Can you reproduce the Hypericum perforatum profile verbatim, beginning at the words "Physical Characteristics: Perennial" and stopping after "sections of rhizomes."?

→ **Text block**

********

Latin Name: Hypericum perforatum
Known Hazards: Skin contact with the sap, or ingestion of the plant, can cause photosensitivity in some people.
Habitat: Open woods, hedgebanks and grassland, in dry sunny places, usually on calcareous soils.
Edibility Rating: 2 (1-5)
Medicinal Rating: 4 (1-5)
Physical Characteristics: Perennial rhizomatous herb with erect stems to 1.2 m high. Leaves hairless, paler on the lower surface, ovate to narrow-oblong to about 3 cm long. Stems with opposite weakly pronounced longitudinal ridges and with occasional black glands. Fruit sticky, containing many pitted seeds about 1 mm long. Roots to 1 m deep; rhizomes shallow producing many buds.
Flowers: About 2 cm wide with 5 bright yellow petals. Flowers late spring and summer. The flowers are hermaphrodite (has both male and female organs) and are pollinated by Bees, flies. The plant is self-fertile.
istinguishing features: Distinguished by numerous translucent glands on the leaves (obvious when leaves are held to the light), and yellow flowers often with black glands on the petal margins (look like dots—see photo).
Dispersal: Spread by seed, growth of rhizomes and movement of cut sections of rhizomes.

********

→ **Entries shown**

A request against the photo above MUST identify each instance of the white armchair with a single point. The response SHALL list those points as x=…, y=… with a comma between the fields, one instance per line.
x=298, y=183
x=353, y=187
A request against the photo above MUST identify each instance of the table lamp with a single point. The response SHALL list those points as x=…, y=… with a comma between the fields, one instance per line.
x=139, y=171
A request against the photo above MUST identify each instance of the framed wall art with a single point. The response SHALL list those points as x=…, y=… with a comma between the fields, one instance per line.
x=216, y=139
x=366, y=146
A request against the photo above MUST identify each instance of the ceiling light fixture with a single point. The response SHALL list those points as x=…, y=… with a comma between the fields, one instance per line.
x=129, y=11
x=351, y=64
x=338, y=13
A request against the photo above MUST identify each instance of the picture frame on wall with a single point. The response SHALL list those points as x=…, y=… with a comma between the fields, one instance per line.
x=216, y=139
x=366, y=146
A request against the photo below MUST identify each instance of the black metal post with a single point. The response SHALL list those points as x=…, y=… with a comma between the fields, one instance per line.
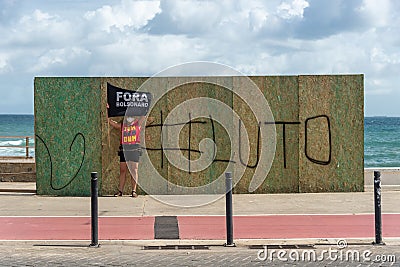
x=378, y=210
x=94, y=209
x=229, y=217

********

→ **Answer box**
Physical Characteristics: Perennial rhizomatous herb with erect stems to 1.2 m high. Leaves hairless, paler on the lower surface, ovate to narrow-oblong to about 3 cm long. Stems with opposite weakly pronounced longitudinal ridges and with occasional black glands. Fruit sticky, containing many pitted seeds about 1 mm long. Roots to 1 m deep; rhizomes shallow producing many buds.
Flowers: About 2 cm wide with 5 bright yellow petals. Flowers late spring and summer. The flowers are hermaphrodite (has both male and female organs) and are pollinated by Bees, flies. The plant is self-fertile.
istinguishing features: Distinguished by numerous translucent glands on the leaves (obvious when leaves are held to the light), and yellow flowers often with black glands on the petal margins (look like dots—see photo).
Dispersal: Spread by seed, growth of rhizomes and movement of cut sections of rhizomes.